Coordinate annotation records

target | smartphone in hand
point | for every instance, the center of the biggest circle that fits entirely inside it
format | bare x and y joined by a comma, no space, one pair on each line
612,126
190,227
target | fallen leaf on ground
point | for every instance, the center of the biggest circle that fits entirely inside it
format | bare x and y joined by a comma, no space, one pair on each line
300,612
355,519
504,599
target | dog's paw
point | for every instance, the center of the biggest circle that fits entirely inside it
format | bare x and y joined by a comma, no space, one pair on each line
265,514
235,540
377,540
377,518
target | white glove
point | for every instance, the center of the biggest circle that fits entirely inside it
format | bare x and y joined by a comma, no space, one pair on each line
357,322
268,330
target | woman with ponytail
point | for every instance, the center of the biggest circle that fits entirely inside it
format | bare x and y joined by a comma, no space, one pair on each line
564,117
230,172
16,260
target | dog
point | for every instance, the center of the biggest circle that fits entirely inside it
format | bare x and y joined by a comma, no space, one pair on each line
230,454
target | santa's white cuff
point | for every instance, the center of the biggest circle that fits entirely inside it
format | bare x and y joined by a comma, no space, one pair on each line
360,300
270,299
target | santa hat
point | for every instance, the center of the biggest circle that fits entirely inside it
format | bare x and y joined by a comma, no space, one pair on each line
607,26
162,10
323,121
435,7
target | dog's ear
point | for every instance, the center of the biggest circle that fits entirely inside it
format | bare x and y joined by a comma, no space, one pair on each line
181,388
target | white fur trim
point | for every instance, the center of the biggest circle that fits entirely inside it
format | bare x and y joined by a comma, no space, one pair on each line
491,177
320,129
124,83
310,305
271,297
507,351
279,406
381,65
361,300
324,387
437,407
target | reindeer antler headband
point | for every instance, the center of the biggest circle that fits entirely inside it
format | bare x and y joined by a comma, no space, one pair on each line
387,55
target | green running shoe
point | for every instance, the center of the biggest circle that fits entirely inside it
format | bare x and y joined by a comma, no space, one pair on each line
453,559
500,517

==

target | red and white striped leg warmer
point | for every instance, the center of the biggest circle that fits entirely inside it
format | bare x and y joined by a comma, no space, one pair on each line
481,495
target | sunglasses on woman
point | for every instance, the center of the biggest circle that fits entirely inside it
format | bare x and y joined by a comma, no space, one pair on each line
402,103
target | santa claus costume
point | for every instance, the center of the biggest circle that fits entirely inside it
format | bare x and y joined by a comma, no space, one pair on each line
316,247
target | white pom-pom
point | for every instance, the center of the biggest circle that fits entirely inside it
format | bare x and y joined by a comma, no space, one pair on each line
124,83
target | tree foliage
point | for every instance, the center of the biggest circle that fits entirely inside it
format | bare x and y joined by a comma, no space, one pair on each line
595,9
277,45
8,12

...

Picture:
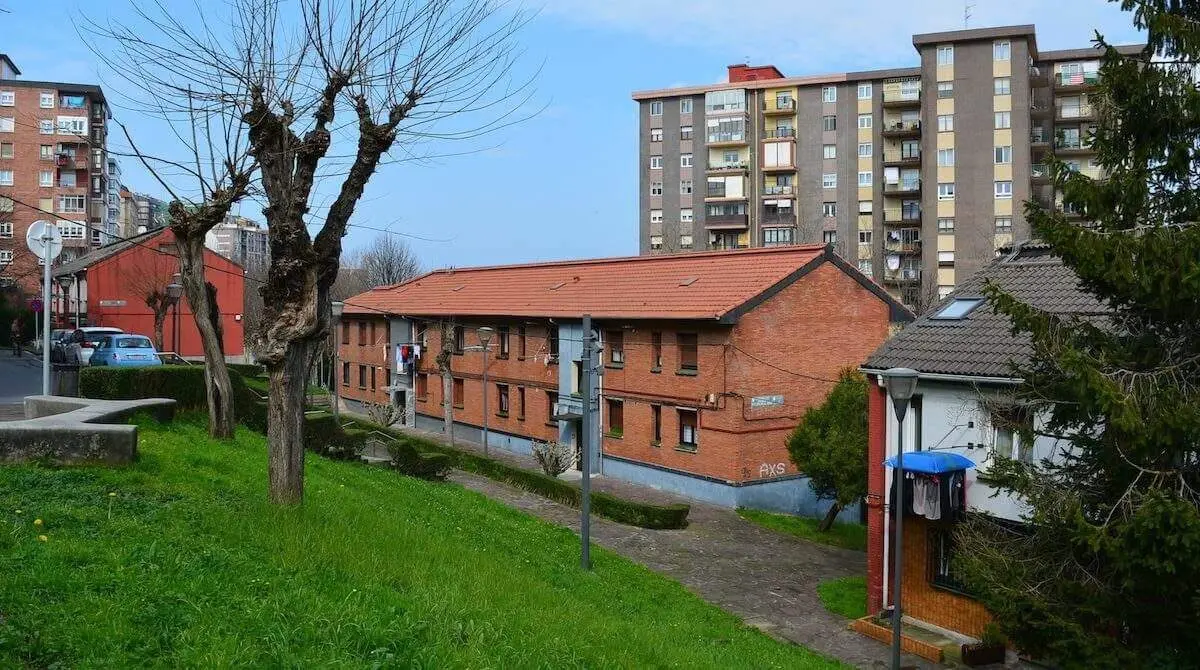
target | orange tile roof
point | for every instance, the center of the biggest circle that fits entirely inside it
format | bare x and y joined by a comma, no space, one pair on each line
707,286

■ **Written instruction**
Which lines in the records contain the word "white"? Copy each of them in full.

■ **Reply**
target | white glove
target | santa's white cuff
target | white fur trim
target | red and white striped leg warmer
target | white pom-pom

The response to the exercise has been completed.